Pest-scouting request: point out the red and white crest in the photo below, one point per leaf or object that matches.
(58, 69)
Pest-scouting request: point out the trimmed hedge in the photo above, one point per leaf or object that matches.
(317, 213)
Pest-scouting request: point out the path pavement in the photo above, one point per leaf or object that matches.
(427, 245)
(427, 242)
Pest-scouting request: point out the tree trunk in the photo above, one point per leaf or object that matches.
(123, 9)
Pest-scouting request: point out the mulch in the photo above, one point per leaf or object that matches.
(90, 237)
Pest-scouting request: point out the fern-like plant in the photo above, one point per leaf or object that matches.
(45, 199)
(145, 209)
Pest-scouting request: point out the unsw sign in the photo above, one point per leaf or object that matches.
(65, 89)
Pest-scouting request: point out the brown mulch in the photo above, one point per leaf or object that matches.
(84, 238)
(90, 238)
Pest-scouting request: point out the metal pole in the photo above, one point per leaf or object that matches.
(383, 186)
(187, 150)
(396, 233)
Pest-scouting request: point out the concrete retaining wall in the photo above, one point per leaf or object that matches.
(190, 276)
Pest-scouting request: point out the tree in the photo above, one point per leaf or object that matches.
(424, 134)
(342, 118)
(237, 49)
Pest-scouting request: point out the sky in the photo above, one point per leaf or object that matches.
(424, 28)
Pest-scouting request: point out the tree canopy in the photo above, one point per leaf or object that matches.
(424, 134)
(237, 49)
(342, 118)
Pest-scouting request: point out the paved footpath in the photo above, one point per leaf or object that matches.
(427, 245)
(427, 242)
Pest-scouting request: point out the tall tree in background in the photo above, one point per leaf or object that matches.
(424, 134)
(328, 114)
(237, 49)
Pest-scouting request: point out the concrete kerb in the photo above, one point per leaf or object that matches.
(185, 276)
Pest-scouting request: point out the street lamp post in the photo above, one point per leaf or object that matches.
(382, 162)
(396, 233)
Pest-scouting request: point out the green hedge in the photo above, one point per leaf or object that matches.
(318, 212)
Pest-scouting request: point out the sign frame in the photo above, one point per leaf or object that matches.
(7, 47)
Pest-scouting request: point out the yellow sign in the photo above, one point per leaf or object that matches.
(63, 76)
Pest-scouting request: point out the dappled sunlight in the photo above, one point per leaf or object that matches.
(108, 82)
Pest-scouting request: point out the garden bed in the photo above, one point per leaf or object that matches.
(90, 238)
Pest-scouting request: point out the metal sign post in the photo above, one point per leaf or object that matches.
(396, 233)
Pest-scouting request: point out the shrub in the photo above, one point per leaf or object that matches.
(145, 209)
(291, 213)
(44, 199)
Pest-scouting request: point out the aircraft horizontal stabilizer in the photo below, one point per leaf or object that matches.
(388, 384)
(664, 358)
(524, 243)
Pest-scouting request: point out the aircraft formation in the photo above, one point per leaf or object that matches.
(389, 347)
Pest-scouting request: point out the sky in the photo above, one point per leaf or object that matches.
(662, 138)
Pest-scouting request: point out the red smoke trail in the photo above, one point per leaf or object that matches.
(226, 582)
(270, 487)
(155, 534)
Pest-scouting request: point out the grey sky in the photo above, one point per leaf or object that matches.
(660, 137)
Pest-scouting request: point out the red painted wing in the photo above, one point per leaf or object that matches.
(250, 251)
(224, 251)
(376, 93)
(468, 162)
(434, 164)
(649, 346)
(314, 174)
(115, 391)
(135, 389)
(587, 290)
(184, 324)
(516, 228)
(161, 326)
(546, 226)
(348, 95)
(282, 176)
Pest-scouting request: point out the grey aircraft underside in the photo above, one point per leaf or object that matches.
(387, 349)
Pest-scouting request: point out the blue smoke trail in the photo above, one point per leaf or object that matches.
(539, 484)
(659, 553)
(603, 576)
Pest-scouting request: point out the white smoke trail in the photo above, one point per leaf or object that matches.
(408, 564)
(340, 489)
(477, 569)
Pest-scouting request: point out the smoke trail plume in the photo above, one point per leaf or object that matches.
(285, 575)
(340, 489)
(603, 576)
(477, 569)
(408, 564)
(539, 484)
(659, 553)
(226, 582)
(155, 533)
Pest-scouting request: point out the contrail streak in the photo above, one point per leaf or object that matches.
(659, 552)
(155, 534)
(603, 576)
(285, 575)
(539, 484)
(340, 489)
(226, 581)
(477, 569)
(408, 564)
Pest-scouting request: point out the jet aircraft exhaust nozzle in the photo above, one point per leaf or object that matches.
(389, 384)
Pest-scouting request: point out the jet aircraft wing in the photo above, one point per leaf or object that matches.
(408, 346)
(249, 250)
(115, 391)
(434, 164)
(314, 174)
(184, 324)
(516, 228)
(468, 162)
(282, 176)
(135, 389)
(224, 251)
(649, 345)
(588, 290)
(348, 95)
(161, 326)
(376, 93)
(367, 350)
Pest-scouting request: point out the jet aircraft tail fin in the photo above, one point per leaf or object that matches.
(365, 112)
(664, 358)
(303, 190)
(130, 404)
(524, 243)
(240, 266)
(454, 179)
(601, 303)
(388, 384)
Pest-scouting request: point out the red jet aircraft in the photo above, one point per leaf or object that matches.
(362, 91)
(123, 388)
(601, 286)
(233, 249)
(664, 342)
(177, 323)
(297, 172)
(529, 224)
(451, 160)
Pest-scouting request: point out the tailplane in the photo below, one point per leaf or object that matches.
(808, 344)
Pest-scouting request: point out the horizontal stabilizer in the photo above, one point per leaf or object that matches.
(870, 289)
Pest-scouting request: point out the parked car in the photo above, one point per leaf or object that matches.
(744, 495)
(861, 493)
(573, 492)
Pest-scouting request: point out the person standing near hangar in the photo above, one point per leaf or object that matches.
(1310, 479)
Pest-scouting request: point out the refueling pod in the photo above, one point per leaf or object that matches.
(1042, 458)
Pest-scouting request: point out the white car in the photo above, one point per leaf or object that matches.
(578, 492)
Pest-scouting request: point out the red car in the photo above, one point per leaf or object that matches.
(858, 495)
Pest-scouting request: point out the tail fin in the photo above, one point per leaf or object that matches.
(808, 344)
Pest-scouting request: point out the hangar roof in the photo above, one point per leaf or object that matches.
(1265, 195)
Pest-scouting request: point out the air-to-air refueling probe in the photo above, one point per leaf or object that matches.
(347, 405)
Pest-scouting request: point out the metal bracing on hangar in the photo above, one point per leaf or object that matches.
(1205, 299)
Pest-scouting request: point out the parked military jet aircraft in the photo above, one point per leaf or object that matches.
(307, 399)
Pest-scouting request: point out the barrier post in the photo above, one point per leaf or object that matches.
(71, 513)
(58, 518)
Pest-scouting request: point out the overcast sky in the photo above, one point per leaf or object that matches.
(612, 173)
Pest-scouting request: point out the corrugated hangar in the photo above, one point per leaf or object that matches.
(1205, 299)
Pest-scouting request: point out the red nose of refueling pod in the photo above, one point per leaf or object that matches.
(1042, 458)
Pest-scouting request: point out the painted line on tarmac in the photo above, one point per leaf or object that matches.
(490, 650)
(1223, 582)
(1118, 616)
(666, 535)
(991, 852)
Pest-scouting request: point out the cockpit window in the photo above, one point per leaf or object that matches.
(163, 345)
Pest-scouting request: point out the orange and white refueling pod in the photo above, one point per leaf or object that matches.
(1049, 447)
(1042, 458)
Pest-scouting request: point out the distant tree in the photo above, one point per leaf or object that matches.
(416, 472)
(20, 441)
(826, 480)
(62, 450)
- - - -
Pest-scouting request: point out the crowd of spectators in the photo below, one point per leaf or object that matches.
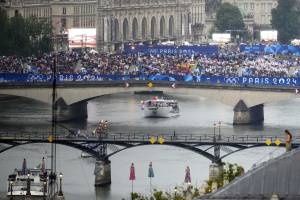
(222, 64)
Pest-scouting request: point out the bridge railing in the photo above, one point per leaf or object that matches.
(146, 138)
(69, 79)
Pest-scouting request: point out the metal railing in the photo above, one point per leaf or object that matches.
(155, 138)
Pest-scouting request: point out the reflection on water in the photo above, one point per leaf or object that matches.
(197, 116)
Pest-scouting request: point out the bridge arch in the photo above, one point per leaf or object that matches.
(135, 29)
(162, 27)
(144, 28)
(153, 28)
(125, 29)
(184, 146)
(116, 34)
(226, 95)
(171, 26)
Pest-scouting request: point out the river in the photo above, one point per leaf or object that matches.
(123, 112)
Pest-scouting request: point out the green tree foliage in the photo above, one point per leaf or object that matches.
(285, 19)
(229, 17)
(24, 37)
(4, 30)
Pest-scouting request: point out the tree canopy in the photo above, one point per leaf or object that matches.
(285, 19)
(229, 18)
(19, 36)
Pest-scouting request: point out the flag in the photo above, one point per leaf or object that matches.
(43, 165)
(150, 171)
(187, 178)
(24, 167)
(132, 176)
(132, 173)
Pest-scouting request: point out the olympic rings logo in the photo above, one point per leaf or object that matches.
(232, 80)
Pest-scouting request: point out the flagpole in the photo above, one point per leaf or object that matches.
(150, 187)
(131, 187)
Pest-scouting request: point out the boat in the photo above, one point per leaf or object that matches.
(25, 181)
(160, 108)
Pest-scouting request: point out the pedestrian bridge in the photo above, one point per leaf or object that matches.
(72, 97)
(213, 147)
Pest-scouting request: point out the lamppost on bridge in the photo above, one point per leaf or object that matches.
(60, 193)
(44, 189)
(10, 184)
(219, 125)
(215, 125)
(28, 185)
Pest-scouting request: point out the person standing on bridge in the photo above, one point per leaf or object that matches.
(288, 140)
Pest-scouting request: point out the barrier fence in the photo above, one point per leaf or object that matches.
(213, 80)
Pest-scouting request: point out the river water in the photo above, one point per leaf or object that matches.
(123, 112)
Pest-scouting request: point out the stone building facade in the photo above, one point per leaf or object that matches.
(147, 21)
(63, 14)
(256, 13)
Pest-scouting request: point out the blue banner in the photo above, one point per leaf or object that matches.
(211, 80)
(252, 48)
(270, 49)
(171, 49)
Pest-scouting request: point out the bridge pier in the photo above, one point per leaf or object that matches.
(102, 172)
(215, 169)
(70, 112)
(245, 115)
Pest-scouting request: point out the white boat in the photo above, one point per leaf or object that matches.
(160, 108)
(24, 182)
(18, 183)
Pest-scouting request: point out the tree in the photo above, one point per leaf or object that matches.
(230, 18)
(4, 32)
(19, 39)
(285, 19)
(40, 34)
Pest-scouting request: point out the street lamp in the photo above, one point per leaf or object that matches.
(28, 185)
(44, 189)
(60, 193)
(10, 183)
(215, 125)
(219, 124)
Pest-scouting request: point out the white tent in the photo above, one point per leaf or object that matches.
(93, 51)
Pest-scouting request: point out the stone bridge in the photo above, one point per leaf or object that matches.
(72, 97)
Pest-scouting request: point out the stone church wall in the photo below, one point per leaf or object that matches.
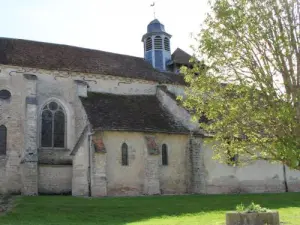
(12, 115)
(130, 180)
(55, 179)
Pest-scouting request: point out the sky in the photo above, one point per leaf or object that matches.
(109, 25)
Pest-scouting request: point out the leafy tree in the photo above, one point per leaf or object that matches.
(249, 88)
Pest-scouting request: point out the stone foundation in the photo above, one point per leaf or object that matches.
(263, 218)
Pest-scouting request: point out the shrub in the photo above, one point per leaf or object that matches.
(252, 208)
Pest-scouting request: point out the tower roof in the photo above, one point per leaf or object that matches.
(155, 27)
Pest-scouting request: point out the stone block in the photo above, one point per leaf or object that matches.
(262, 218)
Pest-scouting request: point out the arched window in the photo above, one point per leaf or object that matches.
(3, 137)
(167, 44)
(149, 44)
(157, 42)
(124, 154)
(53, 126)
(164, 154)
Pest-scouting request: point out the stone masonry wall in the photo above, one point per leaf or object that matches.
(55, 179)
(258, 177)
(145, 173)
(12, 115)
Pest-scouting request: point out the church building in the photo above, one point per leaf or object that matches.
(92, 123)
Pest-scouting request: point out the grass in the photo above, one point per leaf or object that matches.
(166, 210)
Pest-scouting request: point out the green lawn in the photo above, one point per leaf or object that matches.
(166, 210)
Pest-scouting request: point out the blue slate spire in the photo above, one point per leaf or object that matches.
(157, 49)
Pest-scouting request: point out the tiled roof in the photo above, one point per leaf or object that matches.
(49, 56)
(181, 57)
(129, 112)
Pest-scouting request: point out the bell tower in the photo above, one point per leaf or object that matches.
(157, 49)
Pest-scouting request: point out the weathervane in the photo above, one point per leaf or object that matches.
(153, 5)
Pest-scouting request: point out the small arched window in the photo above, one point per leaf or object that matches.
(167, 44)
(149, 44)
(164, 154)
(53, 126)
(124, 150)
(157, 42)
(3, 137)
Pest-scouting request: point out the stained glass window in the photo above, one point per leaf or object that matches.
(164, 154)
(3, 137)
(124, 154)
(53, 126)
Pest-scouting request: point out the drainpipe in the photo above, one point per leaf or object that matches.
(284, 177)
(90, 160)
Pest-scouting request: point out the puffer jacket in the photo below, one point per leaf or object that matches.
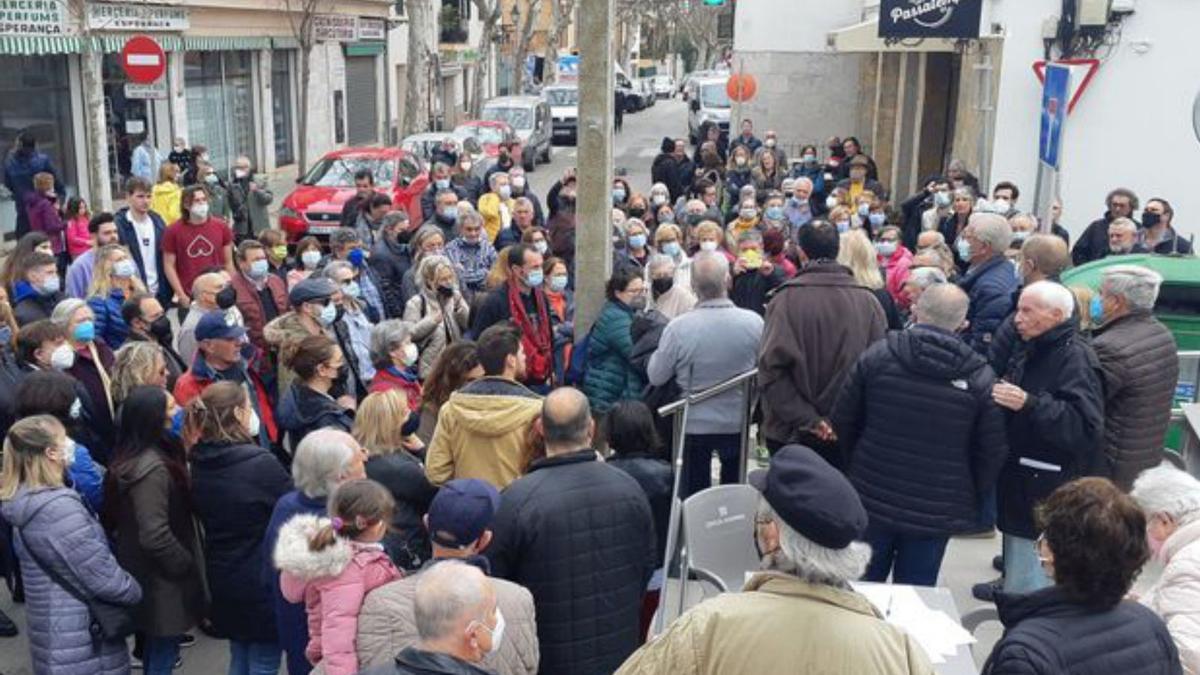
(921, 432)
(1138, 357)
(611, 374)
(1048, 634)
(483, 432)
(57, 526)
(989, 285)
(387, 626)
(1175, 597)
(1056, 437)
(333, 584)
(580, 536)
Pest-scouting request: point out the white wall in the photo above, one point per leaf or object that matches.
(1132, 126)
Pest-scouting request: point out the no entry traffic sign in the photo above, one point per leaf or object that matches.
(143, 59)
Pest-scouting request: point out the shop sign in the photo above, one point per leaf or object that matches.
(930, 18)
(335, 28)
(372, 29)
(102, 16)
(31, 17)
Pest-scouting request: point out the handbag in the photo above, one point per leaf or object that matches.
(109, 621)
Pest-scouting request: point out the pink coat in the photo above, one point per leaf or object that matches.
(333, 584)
- - - -
▸ **Exercise description**
State how many lines of the data above contain the word "parked". Give only the number.

▸ **Output of the task**
2